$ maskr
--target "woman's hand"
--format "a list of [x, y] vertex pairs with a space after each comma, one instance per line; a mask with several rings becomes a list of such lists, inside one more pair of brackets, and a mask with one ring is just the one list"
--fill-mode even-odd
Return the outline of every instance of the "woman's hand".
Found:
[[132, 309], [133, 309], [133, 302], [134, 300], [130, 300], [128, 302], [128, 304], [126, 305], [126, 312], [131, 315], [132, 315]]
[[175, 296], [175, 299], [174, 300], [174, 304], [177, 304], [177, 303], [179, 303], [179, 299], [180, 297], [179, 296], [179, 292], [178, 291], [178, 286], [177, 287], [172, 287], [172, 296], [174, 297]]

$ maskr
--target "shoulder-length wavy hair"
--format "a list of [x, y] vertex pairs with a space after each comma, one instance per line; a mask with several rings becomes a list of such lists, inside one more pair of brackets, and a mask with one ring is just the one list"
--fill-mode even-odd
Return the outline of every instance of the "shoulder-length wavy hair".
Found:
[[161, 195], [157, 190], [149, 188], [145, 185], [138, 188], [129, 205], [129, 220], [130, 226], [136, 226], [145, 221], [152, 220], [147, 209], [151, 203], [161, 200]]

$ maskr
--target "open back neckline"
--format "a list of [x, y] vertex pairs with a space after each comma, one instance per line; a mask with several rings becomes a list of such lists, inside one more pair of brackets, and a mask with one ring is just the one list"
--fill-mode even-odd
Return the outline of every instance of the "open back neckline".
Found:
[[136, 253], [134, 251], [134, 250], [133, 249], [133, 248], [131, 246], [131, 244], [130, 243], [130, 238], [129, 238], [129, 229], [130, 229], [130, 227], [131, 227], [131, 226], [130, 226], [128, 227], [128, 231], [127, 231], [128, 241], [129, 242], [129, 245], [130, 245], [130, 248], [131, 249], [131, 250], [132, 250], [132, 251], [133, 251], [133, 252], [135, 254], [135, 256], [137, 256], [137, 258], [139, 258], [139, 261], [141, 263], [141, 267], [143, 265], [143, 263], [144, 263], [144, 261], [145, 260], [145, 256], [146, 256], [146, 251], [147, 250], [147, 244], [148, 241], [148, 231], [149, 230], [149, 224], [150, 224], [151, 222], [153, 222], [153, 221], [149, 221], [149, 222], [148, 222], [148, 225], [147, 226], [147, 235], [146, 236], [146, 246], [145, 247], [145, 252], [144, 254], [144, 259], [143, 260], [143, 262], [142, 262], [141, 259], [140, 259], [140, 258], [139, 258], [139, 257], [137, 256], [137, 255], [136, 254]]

----------

What is being asked ▸ Retype every line of the records above without changing a single character.

Response ▸
$ maskr
--target "woman's hand"
--format "a list of [x, y] vertex pairs with a space after each comma, one instance per line; a mask with several rings becomes a list of such lists, inside one more pair of brackets, and a mask with one ring is just the one list"
--fill-mode even-odd
Return the outline of every instance of the "woman's hand".
Found:
[[132, 309], [133, 309], [133, 302], [134, 300], [130, 300], [128, 302], [128, 304], [126, 305], [126, 312], [131, 315], [132, 315]]
[[175, 296], [175, 299], [174, 300], [174, 304], [177, 304], [177, 303], [179, 303], [179, 299], [180, 297], [179, 296], [179, 292], [178, 291], [178, 286], [177, 287], [172, 287], [172, 296], [174, 297]]

$ maskr
--target "shoulder-length wavy hair"
--format "a list of [x, y] vertex pairs with a space after each comma, one instance per line; a mask with several rings becomes a list of such lists, inside one more pair of brackets, and a mask with one ring is just the one list"
--fill-mode even-odd
Return the outline of every instance of the "shoulder-length wavy hair".
Found:
[[161, 195], [157, 190], [149, 188], [145, 185], [138, 188], [129, 205], [129, 220], [130, 226], [136, 226], [145, 221], [152, 220], [147, 209], [151, 203], [161, 200]]

$ maskr
--target "open back neckline"
--format "a list of [x, y] vertex pairs with a space after each comma, one instance per line; a mask with several rings becomes a list of such lists, inside one more pair of brackets, and a mask with one ring is just the one list"
--fill-mode even-odd
Return the outline of every instance of the "open back neckline".
Found:
[[136, 253], [134, 251], [134, 250], [133, 249], [133, 248], [131, 246], [131, 244], [130, 243], [130, 238], [129, 238], [129, 229], [130, 229], [130, 227], [131, 227], [131, 226], [130, 226], [128, 227], [128, 231], [127, 231], [128, 241], [129, 242], [129, 245], [130, 245], [130, 248], [131, 249], [131, 250], [132, 250], [132, 251], [133, 251], [133, 252], [135, 254], [135, 256], [137, 256], [137, 258], [139, 258], [139, 261], [141, 263], [141, 267], [143, 265], [143, 263], [144, 263], [144, 261], [145, 260], [145, 256], [146, 256], [146, 251], [147, 250], [147, 244], [148, 241], [148, 231], [149, 230], [149, 224], [150, 224], [151, 222], [153, 222], [153, 221], [149, 221], [149, 222], [148, 222], [148, 225], [147, 226], [147, 235], [146, 236], [146, 246], [145, 247], [145, 252], [144, 254], [144, 259], [143, 260], [143, 262], [142, 262], [141, 259], [140, 259], [140, 258], [139, 258], [139, 257], [137, 256], [137, 255], [136, 254]]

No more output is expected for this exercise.